Arrange the lines starting at the first one and ending at the one containing "[[170, 307]]", both included, as a Markdown table with the columns Row and Line. Number each row, skip blank lines, and leave the pictures out.

· · ·

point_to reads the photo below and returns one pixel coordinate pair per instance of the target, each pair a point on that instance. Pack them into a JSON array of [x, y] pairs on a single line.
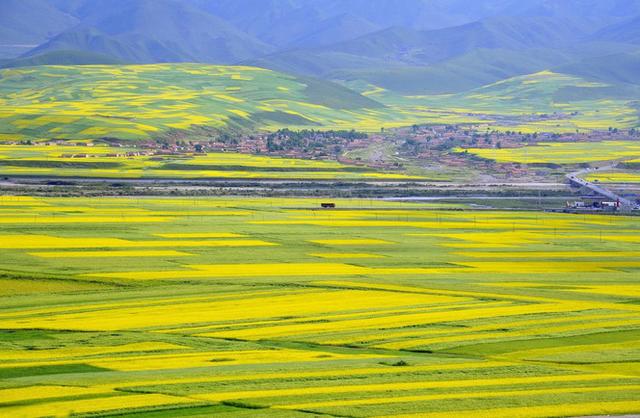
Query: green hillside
[[142, 101], [130, 102]]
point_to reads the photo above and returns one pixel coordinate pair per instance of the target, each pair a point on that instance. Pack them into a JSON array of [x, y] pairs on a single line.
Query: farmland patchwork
[[170, 307]]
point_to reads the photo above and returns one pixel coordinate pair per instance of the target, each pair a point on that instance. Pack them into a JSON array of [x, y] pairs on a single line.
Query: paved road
[[576, 178]]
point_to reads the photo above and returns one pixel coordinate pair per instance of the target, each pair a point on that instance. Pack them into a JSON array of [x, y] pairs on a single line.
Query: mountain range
[[409, 46]]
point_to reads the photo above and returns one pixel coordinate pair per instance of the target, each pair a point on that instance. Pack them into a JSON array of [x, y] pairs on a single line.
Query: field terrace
[[173, 307]]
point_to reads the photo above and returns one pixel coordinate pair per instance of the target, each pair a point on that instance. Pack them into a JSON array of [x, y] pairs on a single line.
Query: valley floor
[[158, 306]]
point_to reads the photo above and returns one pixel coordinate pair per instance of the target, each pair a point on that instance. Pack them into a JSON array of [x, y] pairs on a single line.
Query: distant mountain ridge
[[412, 47]]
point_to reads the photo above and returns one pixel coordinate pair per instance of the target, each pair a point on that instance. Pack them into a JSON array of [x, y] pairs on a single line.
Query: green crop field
[[562, 152], [164, 307], [140, 101], [124, 163]]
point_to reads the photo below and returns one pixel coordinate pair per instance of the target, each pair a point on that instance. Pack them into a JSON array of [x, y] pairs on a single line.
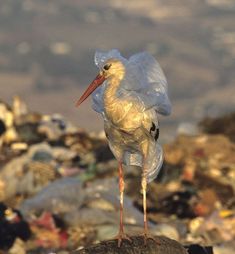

· · ·

## The output
| Row | Line |
|---|---|
| 1 | point_to reads the photo below and returns one pixel coordinate pair per instance of the target, each pair a point on that instance. Pack them into a JSON array of [x, y] pairs on a single line. |
| 2 | Query: green hillside |
| 3 | [[142, 101], [130, 102]] |
| 4 | point_to reads the photo above and returns one pixel coordinate pair per instance of the target, each pair a point on that instance. Pack them into a JSON array of [x, y] pairs on a single line. |
| 5 | Query: farmland patchwork |
| 6 | [[170, 307]] |